The entries below contain a line with "spot the berry cluster" and a line with "spot the blueberry". Quote exactly those two lines and all lines between them.

Records drawn from a dataset
# # # # #
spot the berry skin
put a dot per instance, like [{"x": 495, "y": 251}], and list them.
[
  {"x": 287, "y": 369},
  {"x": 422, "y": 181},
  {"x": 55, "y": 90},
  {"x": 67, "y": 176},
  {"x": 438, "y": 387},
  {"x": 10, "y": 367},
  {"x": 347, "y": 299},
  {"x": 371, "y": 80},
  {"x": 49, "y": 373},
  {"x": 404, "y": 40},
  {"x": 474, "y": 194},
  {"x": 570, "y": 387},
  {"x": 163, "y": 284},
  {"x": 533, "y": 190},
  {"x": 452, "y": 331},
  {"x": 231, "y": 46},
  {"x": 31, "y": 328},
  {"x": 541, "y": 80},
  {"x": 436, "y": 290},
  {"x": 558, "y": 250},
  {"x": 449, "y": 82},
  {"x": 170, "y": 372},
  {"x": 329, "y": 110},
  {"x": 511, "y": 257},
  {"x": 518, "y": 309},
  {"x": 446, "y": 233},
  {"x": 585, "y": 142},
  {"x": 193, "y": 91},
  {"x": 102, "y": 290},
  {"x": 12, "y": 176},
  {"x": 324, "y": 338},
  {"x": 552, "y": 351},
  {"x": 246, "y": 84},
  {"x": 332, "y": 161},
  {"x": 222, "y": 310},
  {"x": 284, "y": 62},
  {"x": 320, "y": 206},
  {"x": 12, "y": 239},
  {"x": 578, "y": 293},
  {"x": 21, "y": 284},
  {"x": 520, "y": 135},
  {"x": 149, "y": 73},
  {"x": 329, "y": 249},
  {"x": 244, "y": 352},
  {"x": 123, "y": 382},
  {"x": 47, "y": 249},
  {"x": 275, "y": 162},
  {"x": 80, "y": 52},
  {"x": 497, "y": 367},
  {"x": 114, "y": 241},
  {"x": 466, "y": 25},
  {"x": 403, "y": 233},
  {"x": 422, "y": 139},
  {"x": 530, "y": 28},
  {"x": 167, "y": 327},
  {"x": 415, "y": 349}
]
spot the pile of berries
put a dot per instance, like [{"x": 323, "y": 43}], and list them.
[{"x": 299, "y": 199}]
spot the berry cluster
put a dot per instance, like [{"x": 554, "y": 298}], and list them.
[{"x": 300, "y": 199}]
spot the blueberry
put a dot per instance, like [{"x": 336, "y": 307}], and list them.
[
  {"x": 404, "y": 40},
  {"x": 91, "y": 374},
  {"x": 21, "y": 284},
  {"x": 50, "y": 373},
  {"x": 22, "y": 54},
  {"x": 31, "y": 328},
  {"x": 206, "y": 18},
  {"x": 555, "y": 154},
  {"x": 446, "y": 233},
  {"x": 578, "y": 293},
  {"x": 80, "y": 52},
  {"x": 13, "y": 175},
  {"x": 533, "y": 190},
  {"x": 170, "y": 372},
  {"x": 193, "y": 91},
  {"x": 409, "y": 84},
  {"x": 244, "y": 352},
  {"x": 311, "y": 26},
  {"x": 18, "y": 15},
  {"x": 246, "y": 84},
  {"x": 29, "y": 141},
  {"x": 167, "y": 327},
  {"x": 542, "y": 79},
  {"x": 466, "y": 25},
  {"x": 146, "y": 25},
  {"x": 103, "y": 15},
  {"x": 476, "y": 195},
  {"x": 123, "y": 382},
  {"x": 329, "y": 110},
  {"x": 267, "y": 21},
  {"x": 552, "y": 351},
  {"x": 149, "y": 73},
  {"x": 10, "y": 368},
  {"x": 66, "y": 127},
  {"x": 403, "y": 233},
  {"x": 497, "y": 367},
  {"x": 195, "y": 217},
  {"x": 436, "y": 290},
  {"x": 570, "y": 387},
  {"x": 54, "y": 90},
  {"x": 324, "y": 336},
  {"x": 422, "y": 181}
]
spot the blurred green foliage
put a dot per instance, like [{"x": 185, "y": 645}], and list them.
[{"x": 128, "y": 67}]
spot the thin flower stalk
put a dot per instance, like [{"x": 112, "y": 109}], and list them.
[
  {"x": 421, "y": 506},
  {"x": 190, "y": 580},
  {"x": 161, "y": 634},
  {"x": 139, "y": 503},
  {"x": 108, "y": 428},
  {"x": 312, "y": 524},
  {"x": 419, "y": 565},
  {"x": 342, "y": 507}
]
# # # # #
### RESULT OF THE TASK
spot the berry cluster
put a dot per instance, like [{"x": 554, "y": 298}], and list them.
[{"x": 300, "y": 199}]
spot the blueberry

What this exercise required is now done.